Source text
Figure 8.49 Retinoblastoma Group E: Tumor Touching the Lens

This eye would be classified as International Intraocular Retinoblastoma Classification Group E: Retinoblastoma tumor touching the lens. The arrow in the right image shows the lens capsule. Such eyes are not effectively treated with chemotherapy and focal therapy, since residual tumor on the back of the lens cannot be treated with focal therapy. Group E eyes require enucleation, as advanced tumor has the potential for extraocular disease.

P.104

 

 

Figure 8.50 Retinoblastoma Group E: Neovascularization of the Iris

This eye would be classified as International Intraocular Retinoblastoma Classification Group E: Neovascular glaucoma. Neovascularization is evident with fine new vessels seen on the surface of the iris. An eye with retinoblastoma and neovascular glaucoma requires removal, since the potential for metastatic spread is increased. Elevated intraocular pressure also increases the risk that tumor has invaded the optic nerve past the lamina cribosa. Histopathologic assessment of the nerve and globe will determine the need for additional treatment. (The authors are grateful for the contributions to this legend by Drs. Vikas Khetan and Zhao Jun Yang.)

Work to complete
• 1. Update the retinoblastoma legends, starting with "Figure 8.50 Retinoblastoma Group" and going on through "Zhao Jun Yang.)", so that "distant spread" replaces "metastatic spread", and write out that stretch in full.
• 2. Go on with the retinoblastoma figure legends from their final sentence.
You won't need the material.

[Dataset items]

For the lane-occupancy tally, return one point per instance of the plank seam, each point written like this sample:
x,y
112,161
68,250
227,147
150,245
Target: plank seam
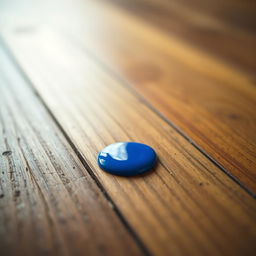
x,y
122,219
126,84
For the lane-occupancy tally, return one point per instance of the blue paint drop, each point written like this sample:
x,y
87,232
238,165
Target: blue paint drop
x,y
127,158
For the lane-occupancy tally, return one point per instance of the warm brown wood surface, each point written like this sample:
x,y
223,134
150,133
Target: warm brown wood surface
x,y
181,208
210,101
49,204
223,28
78,75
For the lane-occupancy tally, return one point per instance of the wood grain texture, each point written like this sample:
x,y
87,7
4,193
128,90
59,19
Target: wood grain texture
x,y
211,102
49,204
187,206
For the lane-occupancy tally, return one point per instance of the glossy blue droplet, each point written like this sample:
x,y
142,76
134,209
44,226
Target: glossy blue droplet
x,y
127,158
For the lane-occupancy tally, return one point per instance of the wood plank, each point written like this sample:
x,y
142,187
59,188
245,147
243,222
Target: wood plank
x,y
211,102
49,204
187,206
222,28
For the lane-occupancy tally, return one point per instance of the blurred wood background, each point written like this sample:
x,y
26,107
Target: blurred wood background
x,y
78,75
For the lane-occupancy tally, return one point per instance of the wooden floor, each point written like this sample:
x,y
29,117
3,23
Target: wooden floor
x,y
78,75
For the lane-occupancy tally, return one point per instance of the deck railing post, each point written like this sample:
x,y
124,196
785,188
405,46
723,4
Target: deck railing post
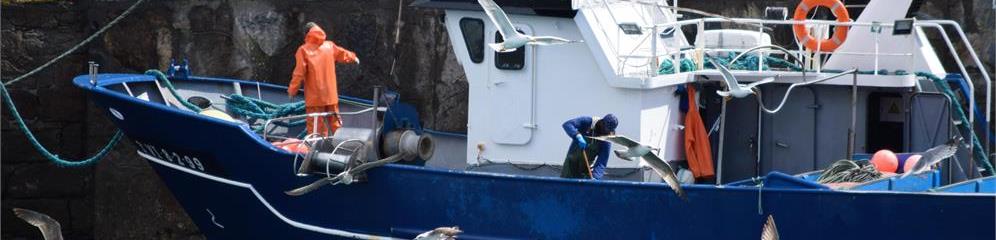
x,y
93,72
854,116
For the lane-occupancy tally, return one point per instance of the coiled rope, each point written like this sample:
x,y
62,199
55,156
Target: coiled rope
x,y
849,171
24,127
78,46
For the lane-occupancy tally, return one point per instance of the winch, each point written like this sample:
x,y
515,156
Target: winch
x,y
397,133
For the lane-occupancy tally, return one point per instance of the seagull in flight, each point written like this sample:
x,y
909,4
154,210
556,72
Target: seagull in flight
x,y
933,156
635,150
51,229
440,233
513,38
736,89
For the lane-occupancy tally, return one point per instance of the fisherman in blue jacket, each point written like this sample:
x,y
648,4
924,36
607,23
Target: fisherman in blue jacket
x,y
577,162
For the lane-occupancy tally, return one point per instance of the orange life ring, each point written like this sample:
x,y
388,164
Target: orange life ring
x,y
839,33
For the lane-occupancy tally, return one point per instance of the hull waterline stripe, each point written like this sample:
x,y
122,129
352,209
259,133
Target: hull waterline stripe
x,y
296,224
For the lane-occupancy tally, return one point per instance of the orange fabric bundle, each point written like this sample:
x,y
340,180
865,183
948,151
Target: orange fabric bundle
x,y
698,151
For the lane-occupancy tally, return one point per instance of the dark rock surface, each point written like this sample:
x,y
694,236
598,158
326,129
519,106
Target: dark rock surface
x,y
121,197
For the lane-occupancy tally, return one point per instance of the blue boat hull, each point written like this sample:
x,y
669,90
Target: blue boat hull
x,y
232,185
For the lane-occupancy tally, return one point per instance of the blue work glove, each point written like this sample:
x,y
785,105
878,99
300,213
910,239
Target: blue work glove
x,y
581,142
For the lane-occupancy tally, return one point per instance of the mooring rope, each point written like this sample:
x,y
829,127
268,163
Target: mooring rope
x,y
24,127
78,46
44,151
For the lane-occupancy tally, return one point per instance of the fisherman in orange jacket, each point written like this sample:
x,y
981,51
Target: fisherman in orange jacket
x,y
315,66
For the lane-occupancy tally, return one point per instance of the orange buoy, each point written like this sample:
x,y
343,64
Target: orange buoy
x,y
910,162
885,161
839,32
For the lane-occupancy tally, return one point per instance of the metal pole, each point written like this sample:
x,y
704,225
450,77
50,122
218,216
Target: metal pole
x,y
757,144
854,116
722,135
653,54
373,121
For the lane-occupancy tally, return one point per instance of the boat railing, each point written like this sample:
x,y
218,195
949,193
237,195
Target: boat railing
x,y
651,61
319,115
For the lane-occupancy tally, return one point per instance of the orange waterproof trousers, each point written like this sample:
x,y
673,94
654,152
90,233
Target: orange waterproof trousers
x,y
320,125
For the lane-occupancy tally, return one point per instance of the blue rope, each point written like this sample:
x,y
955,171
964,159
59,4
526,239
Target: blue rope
x,y
45,152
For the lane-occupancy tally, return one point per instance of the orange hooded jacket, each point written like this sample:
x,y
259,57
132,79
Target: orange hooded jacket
x,y
315,66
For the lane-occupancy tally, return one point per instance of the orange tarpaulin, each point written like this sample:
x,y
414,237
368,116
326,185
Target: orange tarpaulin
x,y
698,151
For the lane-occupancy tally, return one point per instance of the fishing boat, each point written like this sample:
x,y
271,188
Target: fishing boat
x,y
882,86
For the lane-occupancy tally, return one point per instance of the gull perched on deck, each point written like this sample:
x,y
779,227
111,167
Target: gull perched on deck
x,y
736,89
514,39
933,156
51,229
636,150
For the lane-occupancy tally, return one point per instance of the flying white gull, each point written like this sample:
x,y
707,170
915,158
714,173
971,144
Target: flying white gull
x,y
51,229
440,233
736,89
636,150
933,156
514,39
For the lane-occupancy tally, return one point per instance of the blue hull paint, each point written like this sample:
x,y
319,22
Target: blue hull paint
x,y
243,180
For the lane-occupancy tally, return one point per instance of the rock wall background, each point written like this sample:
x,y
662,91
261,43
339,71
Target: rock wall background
x,y
121,197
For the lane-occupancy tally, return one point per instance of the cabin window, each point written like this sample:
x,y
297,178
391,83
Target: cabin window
x,y
510,60
473,36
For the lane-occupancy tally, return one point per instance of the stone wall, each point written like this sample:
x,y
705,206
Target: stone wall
x,y
121,197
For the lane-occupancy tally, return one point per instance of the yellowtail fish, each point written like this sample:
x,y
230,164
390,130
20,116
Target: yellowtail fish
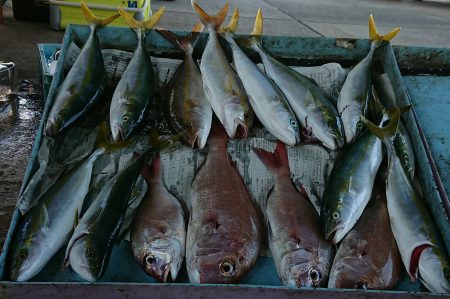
x,y
313,108
410,220
354,96
186,105
85,82
266,99
137,87
220,82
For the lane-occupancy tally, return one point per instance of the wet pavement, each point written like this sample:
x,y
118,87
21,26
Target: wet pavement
x,y
20,113
423,23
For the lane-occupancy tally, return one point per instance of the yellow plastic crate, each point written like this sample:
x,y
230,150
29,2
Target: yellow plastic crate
x,y
63,12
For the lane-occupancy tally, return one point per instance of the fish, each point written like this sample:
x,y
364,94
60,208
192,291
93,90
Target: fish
x,y
302,256
313,108
224,233
411,223
137,196
402,141
85,82
221,84
368,256
434,270
137,87
45,228
349,186
91,243
266,99
158,233
186,105
355,93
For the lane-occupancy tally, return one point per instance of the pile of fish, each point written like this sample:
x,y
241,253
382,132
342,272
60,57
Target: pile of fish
x,y
371,210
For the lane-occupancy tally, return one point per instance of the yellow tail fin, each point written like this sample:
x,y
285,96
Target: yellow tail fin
x,y
143,25
93,20
257,29
216,21
232,26
375,36
102,140
386,132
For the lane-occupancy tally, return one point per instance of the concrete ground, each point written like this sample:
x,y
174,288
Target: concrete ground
x,y
423,24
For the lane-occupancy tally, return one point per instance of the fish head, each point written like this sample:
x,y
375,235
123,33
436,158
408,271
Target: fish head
x,y
25,262
162,258
336,219
354,272
236,119
219,267
352,122
55,122
327,127
299,269
28,251
122,127
85,258
196,136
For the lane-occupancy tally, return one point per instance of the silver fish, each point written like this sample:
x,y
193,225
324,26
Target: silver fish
x,y
220,82
266,99
410,220
313,108
352,101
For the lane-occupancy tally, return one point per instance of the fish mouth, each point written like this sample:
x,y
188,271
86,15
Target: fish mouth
x,y
198,140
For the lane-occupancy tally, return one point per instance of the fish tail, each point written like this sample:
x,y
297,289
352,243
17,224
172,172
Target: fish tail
x,y
232,26
216,20
378,38
387,132
93,20
143,26
277,161
256,34
102,140
185,43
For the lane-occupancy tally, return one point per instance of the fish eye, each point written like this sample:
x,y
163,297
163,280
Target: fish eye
x,y
22,256
406,158
360,285
149,259
89,253
227,269
335,215
315,275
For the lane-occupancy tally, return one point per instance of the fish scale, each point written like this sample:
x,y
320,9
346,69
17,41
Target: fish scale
x,y
368,256
302,256
220,199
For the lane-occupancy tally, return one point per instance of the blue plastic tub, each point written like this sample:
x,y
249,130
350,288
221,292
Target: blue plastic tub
x,y
124,277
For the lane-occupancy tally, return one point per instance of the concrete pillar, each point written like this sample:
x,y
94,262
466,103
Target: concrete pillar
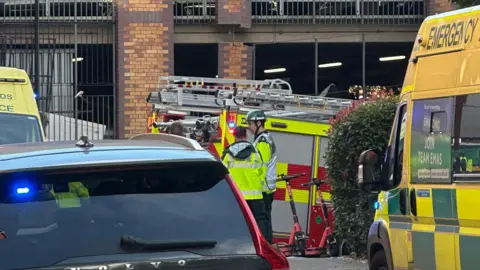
x,y
234,12
144,52
235,60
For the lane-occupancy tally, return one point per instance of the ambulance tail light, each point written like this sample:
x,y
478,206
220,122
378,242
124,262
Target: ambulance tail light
x,y
276,259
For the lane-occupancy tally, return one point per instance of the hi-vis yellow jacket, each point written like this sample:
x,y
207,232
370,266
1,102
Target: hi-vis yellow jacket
x,y
244,163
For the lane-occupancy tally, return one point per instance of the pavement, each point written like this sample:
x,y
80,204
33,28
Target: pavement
x,y
342,263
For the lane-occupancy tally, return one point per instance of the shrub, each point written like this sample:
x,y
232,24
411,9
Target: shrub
x,y
365,125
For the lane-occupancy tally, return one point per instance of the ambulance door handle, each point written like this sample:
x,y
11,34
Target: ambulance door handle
x,y
413,202
403,201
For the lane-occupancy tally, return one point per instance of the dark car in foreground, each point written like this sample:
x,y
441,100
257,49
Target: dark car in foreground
x,y
159,202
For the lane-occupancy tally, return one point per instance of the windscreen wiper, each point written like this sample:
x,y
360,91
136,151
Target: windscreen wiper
x,y
128,242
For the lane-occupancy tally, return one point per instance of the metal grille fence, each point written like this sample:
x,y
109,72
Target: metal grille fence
x,y
67,48
392,12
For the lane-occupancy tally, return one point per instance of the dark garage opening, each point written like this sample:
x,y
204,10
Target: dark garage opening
x,y
298,60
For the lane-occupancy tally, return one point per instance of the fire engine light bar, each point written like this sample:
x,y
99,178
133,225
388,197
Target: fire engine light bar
x,y
275,70
391,58
327,65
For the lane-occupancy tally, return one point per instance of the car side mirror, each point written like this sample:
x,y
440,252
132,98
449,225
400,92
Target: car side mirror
x,y
368,177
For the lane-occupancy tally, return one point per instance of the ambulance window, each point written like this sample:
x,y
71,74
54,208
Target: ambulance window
x,y
431,136
466,141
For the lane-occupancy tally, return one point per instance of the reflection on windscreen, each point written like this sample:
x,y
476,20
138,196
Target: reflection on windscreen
x,y
19,129
51,218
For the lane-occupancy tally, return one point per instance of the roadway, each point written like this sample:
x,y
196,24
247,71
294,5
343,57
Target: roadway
x,y
326,264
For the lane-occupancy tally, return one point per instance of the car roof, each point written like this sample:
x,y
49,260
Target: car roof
x,y
65,154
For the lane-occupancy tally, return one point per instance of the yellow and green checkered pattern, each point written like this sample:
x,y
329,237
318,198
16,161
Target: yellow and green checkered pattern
x,y
445,233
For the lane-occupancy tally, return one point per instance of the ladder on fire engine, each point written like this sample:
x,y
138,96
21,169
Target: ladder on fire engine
x,y
212,95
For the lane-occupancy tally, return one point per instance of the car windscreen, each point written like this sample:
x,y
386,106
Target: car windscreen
x,y
17,128
49,217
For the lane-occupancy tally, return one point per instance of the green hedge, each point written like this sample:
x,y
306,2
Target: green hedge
x,y
365,126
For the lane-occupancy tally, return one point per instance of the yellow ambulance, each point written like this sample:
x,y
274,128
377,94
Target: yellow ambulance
x,y
19,116
428,208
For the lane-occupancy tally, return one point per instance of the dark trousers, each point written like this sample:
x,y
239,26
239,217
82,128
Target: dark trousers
x,y
268,201
258,210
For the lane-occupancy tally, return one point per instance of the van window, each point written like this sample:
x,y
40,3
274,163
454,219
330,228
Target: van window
x,y
466,142
17,128
40,213
432,122
395,149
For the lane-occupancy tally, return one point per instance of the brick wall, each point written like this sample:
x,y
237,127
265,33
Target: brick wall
x,y
235,60
439,6
234,12
145,51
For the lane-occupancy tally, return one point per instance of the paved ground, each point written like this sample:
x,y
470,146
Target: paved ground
x,y
326,264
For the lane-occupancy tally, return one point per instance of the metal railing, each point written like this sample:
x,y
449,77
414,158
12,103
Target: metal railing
x,y
68,117
311,11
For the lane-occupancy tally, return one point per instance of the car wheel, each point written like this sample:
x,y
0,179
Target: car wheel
x,y
379,261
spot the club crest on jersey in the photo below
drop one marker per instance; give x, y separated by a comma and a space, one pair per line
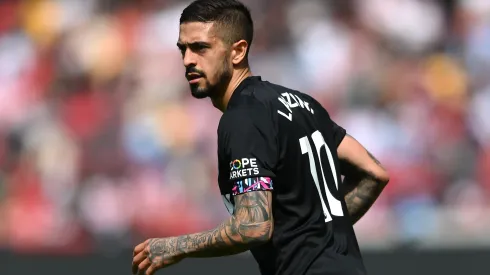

Outputs for the tasks
• 1.
Figure 8.50 Retinoblastoma Group E: Neovascularization of the Iris

This eye would be classified as International Intraocular Retinoblastoma Classification Group E: Neovascular glaucoma. Neovascularization is evident with fine new vessels seen on the surface of the iris. An eye with retinoblastoma and neovascular glaucoma requires removal, since the potential for distant spread is increased. Elevated intraocular pressure also increases the risk that tumor has invaded the optic nerve past the lamina cribosa. Histopathologic assessment of the nerve and globe will determine the need for additional treatment. (The authors are grateful for the contributions to this legend by Drs. Vikas Khetan and Zhao Jun Yang.)

• 2.
Figure 8.51 Retinoblastoma Group E: Optic Nerve Infiltration

Enucleation of an eye with increased intraocular pressure and suspicious imaging of the optic nerve on computed tomography scan and magnetic resonance imaging is important to establish the extent of disease. Following enucleation, histopathology in this eye reveals retinoblastoma infiltrating the optic nerve. This has a significant negative effect on survival prognosis. Chemotherapy may be required following enucleating if the margin is positive. These cases must be assessed with a lumbar puncture. Prophylactic chemotherapy and/or radiation may be required. (The authors are grateful for the contributions to this legend by Drs. Vikas Khetan and Zhao Jun Yang.)

 

Figure 8.52 Retinoblastoma Group E: Anterior Chamber Retinoblastoma

This eye would be classified as International Intraocular Retinoblastoma Classification Group E: Retinoblastoma with anterior chamber seeding. In addition to enucleation, children with such advanced disease require metastatic workup, including bone scan and regular bone marrow and lumbar puncture to determine the presence or absence of extraocular disease. In some cases, treatment may be advised prior to demonstration of extraocular disease. (The authors are grateful for the contributions to this legend by Drs. Vikas Khetan and Zhao Jun Yang.)

 

Figure 8.53 Retinoblastoma Following External Beam Radiation

Facial deformity is the result of bilateral external beam radiotherapy administered in infancy for bilateral retinoblastoma. The right eye was later enucleated. The left eye has radiation cataract. Whenever possible, it is desirable to avoid external beam radiation of treating retinoblastoma.

P.105

 

 

Figure 8.54 Trilateral Retinoblastoma

Primitive neuroectodermal tumor (PNET) in association with bilateral retinoblastoma presented in this child first as a brain tumor. Usually the intracranial tumor originates in the pineal gland. Since external beam radiation of infants is now rarely used as primary treatment for retinoblastoma, replaced by chemotherapy, the frequency of trilateral retinoblastoma has decreased markedly. Treatment of trilateral retinoblastoma includes extensive therapy including systemic chemotherapy, intrathecal chemotherapy, and high-dose chemotherapy with stem cell transplant rescue, as well as local therapy to the eye tumors. (The authors are grateful for the contributions to this legend by Drs. Vikas Khetan and Zhao Jun Yang.)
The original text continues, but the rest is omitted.